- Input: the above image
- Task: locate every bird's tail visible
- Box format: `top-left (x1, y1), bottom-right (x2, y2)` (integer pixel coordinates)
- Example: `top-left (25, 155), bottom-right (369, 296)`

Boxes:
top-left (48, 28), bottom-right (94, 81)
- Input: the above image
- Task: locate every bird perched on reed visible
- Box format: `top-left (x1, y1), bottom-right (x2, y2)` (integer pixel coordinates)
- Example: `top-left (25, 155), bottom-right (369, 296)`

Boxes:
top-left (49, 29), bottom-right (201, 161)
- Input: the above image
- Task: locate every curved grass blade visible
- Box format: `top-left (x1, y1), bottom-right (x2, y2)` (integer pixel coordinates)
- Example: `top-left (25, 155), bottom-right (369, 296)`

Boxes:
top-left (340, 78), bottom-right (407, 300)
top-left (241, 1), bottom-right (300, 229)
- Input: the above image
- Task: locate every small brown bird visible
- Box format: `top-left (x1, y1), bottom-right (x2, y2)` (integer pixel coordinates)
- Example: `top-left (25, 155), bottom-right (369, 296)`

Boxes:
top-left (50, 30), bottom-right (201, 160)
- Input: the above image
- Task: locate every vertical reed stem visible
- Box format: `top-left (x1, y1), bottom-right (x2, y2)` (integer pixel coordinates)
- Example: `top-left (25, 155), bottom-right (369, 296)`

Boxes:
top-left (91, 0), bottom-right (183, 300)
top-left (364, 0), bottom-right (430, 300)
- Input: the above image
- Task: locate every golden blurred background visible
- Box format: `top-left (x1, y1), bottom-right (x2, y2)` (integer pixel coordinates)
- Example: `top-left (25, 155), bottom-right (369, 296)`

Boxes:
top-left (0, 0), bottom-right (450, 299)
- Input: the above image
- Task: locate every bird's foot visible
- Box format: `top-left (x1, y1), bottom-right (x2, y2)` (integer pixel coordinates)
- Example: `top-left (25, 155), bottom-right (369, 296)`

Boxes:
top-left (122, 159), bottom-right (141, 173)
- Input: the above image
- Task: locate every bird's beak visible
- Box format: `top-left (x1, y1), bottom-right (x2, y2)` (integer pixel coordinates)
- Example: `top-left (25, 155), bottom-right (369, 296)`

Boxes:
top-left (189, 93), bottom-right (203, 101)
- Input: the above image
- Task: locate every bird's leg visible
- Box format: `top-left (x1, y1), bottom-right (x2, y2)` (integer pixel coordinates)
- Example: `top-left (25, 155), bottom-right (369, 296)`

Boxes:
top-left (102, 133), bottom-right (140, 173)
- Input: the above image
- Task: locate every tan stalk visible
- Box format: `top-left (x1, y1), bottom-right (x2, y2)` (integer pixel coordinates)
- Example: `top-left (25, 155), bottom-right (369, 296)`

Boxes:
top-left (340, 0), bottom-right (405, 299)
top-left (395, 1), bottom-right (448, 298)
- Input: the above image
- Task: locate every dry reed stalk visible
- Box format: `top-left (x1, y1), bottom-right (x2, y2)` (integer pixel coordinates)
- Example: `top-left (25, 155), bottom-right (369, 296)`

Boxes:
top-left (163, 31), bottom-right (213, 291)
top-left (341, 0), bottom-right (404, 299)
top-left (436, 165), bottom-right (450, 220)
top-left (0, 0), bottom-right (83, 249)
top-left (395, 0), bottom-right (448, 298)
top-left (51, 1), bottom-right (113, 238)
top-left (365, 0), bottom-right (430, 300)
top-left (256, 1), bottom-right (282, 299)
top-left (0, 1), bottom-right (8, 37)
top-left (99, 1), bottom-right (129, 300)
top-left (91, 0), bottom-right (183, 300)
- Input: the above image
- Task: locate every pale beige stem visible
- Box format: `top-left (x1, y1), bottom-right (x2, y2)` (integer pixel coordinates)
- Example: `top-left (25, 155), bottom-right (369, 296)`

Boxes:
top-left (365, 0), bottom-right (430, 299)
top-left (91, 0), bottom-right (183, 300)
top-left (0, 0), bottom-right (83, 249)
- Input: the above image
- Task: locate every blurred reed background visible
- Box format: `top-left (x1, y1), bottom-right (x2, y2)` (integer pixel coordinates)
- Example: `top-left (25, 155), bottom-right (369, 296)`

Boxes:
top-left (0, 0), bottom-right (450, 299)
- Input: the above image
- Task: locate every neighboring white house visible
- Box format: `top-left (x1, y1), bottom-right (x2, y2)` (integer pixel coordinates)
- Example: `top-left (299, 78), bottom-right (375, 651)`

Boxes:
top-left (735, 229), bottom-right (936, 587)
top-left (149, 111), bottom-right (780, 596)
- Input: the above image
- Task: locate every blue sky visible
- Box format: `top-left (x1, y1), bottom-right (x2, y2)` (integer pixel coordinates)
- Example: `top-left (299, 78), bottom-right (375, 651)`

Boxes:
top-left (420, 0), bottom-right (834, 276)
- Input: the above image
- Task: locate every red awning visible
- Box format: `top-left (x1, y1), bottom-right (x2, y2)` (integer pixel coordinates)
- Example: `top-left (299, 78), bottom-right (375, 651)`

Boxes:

**********

• Directions:
Show every line from the entries above that contains the string "stem", copying each line in full.

• Complete answer:
- Task: locate every vertical reed stem visible
- Task: locate every pale beige stem visible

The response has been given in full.